=== Page extract ===

[Note: I’ve found myself doing a good deal of quick little informal online responses to readings for class this quarter (the response paper is dead and gone / It’s with O’Leary in the grave) so hopefully no one will mind when, from time to time, I hyperlink them up and toss them onto the site for all to see: especially when I’m otherwise swamped and have neither time nor mental stability for writing a new post.  This was supposed to be a discussion of Seamus Heaney’s poem in light of Yeats; rather, it turned almost more into a discussion of the 20th century in light of Yeats.  And “epikalupsis” is more or less the opposite of apokalupsis, from which we get “apocalypse.”]

In Yeats’ poems during and after World War I, the Irish War for Independence, and the Irish Civil War (and, toward the end, seeing World War II on the horizon), he presents the image of world in which some destructive energy has been unleashed: the loose falcon and beast slouching towards Bethlehem in “The Second Coming”; the disturbing stone-hearted “terrible beauty” of “Easter 1916”; literal sounds and visions of war in “Meditations in Time of Civil War”; some sort of daimonic-demonic force freed again, neither true to the Greek conception nor the later Christian evolution of it, but rather some curious halfblooded monster-child of the two whom Yeats saw “lurch[ing] past, his great eyes without thought / Under the shadow of stupid straw-pale locks, / That insolent fiend Robert Artisson” (“Nineteen Hundred and Nineteen”).

=== Data rows ===

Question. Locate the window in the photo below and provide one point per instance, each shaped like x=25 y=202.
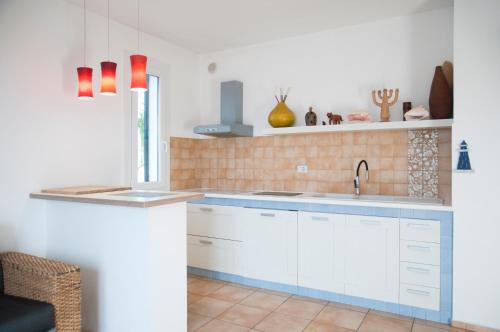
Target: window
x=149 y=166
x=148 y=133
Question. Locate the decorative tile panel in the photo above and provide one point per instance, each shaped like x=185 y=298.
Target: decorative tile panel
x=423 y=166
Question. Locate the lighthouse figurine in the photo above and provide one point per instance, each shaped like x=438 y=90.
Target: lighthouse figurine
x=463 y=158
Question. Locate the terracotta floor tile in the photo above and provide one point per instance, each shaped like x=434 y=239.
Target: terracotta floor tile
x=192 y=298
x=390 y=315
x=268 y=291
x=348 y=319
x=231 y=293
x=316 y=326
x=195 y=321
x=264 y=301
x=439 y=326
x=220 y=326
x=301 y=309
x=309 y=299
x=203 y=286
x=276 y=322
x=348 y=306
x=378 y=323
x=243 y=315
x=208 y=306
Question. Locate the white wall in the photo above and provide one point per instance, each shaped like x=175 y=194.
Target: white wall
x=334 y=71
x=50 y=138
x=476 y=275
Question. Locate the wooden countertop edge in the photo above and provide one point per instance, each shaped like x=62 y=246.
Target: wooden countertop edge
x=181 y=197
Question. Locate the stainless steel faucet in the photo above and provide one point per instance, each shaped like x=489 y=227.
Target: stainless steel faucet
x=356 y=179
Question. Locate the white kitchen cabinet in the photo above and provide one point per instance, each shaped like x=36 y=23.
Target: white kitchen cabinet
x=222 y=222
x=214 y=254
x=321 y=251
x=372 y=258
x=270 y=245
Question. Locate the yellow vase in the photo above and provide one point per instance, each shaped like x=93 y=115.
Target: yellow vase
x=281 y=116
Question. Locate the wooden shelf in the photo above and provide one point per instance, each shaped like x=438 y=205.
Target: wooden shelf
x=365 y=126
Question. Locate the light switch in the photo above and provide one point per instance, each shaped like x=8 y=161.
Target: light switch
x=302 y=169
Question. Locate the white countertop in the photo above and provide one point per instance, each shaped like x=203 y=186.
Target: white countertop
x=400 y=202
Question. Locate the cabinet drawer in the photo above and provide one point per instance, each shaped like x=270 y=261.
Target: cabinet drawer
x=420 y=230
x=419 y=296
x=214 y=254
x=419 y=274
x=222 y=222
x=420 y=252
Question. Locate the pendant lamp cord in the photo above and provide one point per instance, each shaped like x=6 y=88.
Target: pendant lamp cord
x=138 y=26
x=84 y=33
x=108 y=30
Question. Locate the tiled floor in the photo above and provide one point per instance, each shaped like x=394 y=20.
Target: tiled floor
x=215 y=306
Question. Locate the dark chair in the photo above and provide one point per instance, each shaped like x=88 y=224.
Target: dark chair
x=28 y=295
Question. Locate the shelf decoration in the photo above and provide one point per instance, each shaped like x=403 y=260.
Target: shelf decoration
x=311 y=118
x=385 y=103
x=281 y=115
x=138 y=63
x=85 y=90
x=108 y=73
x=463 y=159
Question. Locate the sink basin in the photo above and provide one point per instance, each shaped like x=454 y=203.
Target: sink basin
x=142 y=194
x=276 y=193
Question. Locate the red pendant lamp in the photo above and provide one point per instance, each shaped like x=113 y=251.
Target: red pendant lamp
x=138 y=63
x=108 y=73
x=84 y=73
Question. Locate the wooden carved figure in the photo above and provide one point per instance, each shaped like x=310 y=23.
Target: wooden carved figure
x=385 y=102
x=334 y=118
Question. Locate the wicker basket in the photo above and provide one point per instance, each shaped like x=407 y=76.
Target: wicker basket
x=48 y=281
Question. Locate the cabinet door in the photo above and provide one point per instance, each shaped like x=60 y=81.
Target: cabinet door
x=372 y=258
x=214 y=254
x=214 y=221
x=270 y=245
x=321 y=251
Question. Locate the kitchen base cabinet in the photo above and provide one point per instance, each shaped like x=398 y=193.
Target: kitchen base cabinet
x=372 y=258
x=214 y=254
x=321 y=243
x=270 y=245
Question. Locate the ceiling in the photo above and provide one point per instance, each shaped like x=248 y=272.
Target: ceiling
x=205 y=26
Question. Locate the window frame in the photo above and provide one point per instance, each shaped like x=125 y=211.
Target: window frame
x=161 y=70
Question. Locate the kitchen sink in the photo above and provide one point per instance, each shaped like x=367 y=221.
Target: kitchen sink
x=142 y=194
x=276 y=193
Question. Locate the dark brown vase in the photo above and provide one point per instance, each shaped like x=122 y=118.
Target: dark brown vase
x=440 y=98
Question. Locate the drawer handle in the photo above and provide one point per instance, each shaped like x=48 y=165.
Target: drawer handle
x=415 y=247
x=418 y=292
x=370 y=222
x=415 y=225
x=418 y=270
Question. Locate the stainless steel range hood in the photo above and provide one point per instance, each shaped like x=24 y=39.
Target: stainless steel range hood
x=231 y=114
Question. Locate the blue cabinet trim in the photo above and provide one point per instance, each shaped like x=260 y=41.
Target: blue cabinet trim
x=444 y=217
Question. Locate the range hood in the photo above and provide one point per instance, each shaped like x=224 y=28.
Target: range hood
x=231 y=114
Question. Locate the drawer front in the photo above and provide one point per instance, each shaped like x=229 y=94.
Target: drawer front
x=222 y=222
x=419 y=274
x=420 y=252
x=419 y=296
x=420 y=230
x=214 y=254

===

# Tasks to complete
1. According to the text about Yeats, which poem contains the line naming "That insolent fiend Robert Artisson"?
2. Pull out every line of the rows that contains the word "frame", with case counting.

# Answers to the problems
1. "Nineteen Hundred and Nineteen"

2.
Question. Locate the window frame in the photo above and provide one point per instance, each shaped like x=125 y=211.
Target: window frame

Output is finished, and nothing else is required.